EXERCISE REQUIREMENTS:
In this exercise, every entry is to be transcribed exactly as written.

Natural-language object grounding data
■ ■ ■
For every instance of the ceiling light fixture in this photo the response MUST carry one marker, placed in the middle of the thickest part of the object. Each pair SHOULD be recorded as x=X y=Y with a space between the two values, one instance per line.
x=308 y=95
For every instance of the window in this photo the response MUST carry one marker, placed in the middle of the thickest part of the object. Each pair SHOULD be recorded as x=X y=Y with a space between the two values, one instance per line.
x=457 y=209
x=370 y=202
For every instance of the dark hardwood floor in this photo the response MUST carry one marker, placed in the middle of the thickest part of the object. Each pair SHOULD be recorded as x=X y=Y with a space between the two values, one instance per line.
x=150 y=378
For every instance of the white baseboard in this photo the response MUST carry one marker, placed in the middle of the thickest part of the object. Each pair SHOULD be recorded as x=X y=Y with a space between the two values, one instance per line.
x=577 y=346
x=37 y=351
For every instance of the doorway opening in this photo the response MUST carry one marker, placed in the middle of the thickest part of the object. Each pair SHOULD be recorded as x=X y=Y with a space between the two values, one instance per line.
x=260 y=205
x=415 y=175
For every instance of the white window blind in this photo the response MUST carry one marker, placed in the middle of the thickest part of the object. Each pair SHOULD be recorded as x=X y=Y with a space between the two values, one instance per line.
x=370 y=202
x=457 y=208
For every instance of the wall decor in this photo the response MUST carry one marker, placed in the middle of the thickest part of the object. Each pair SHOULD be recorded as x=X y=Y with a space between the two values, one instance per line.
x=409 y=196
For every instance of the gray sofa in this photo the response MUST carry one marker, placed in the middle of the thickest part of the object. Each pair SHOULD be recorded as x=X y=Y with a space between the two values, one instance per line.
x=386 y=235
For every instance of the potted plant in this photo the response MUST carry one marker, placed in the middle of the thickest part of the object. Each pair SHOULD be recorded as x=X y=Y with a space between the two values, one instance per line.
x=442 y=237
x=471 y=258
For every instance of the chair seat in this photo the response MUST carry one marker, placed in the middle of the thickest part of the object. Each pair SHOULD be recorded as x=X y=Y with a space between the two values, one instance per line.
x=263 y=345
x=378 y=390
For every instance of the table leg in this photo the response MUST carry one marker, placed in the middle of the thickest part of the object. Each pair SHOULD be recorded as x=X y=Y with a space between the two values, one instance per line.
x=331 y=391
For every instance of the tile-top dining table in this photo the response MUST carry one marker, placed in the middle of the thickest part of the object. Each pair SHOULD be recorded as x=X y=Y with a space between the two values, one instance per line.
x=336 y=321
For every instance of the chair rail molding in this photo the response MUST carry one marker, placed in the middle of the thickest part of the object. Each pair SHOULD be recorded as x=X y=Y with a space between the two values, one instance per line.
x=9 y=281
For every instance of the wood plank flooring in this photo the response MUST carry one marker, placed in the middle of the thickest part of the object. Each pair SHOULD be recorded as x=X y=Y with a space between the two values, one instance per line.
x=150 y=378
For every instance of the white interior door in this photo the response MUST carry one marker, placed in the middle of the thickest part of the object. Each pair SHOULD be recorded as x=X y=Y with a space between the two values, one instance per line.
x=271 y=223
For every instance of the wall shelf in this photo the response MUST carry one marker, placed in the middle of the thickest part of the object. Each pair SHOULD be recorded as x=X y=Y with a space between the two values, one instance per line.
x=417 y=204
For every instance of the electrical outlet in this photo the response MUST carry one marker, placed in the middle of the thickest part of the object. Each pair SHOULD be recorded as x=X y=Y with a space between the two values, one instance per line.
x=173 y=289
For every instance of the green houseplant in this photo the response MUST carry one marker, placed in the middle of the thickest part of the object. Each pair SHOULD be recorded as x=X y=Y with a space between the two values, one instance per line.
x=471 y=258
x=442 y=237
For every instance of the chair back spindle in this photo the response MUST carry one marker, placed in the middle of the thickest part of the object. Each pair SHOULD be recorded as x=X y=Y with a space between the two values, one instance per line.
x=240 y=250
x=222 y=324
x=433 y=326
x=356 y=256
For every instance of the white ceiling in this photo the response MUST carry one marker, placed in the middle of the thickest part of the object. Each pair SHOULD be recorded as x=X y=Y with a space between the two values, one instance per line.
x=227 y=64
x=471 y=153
■ ■ ■
RESPONSE:
For every instance of the ceiling light fixture in this photo the response MUST carry one marker, placed in the middle of the thickest part of the object. Each pair SHOULD be recorded as x=X y=Y with a space between the two values, one instance per line.
x=308 y=95
For every instance of the window in this photo the response MUST carry one marker, placed in the middle of the thickest part of the object. Each pair SHOULD be recorded as x=X y=Y with a space between the two values, one instance per line.
x=457 y=209
x=370 y=202
For every instance of the dark hardwood floor in this photo the response MUST carry one marker, placed in the middle of the thickest part of the object. Each pair SHOULD be recorded as x=X y=Y with a space between the two values, one instance per line.
x=150 y=378
For every instance of the white baseboard in this photo the response MUST carry one marker, placed in the middle of the thickest part of the object. Each pair SHOULD be recorded as x=X y=Y with a space between the two values, one instance per line.
x=577 y=346
x=37 y=351
For every instance of the doorway opening in this photo the response MUST carry one marker, placed in the middle of the thickest part of the object. Each pair SHOULD be recorded as x=X y=Y with a space between the two values, one instance per line.
x=260 y=205
x=415 y=175
For every instance of the white window blind in this photo the response MUST carry one marker, placed in the middle of the thickest part of the object. Each pair SHOULD be recorded as x=X y=Y with a space between the two values, one instance per line.
x=370 y=202
x=457 y=208
For every instance of the wall decor in this photo the response MUST carry one marker, placed in the middle of the thickest part of the object. Each pair SHOULD be recorded as x=X y=Y with a space between the two values, one instance per line.
x=409 y=196
For every instance of the gray sofa in this photo the response MUST carry one marker, placed in the middle of the thickest part of the object. Each pair SHOULD be recorded as x=X y=Y with a space between the two values, one instance per line.
x=386 y=235
For every instance of the potted plant in this photo the response MUST carry one marker, placed in the middle of the thickest part of the object. Each pair SHOULD be recorded as x=X y=Y with a space between the two values, one instance per line.
x=442 y=237
x=471 y=258
For every instance of the chair seat in this photo the response MUST carry one marker, placed in the middle of the thickest part of the object. Each pair SHOULD be recorded as x=X y=Y with a space between the two values, one instance per line.
x=263 y=345
x=378 y=390
For every instance of the table leg in this photo the response MUST carry one marker, placed in the middle of the thickest part of the object. Each pair SHOULD be recorded as x=X y=Y with a space between the two values, one instance per line.
x=331 y=391
For every instance of the tile-top dining table in this photo the response MUST carry one marker, placed in the middle of the thickest part of the object. Each pair SHOULD be recorded as x=X y=Y with a space between the two values, one instance per line.
x=336 y=321
For every instance of the chair rail molding in this photo the response MUST carry one marker, placed in the middle of the thickest part of the object. Each pair SHOULD be recorded as x=X y=Y with a space between the two values, one instance per line.
x=9 y=281
For every instance of the wood plank flooring in this photo the response MUST carry one marker, placed in the middle of the thickest part of the object. Each pair SHOULD be recorded as x=X y=Y with a space between the two values, one instance per line.
x=150 y=378
For every instance of the white interior door in this photo the response MUST carry one marker, placed in the middle of the thickest part of the object. Each pair SHOULD be recorded as x=X y=Y with a space between the two values, one instance per line.
x=271 y=223
For every instance of the wall shelf in this photo the response MUST carry one marker, placed in the middle of the thickest part of the object. Each pair SHOULD be recorded as x=X y=Y with a space between the two values, one instance per line.
x=417 y=204
For every instance of the electrical outlet in this photo the response MUST carry one marker, placed in the middle of the thickest part of the object. Each pair SHOULD be recorded as x=X y=Y with a space between the two values, one instance per line.
x=173 y=289
For every instance of the green houseplant in this photo the response MUST carry one marker, placed in the middle of the thickest part of the object. Each pair SHOULD be recorded as x=X y=Y with a space between the two values, one instance per line.
x=471 y=258
x=442 y=237
For every instance of the chair back spindle in this photo the response MUST carry one marker, placed in the middle of the thickest part of the object. Each pair SHOULD be recorded as x=X y=Y with a space between the two values, one instance per line.
x=240 y=250
x=222 y=324
x=433 y=326
x=356 y=256
For every instance of the white ceiling in this photo the response MUST carry one marker, placed in the middle of the thickest part of the object. Each pair SHOULD be recorded as x=X y=Y with a space between the two values, one instance per line.
x=227 y=64
x=471 y=153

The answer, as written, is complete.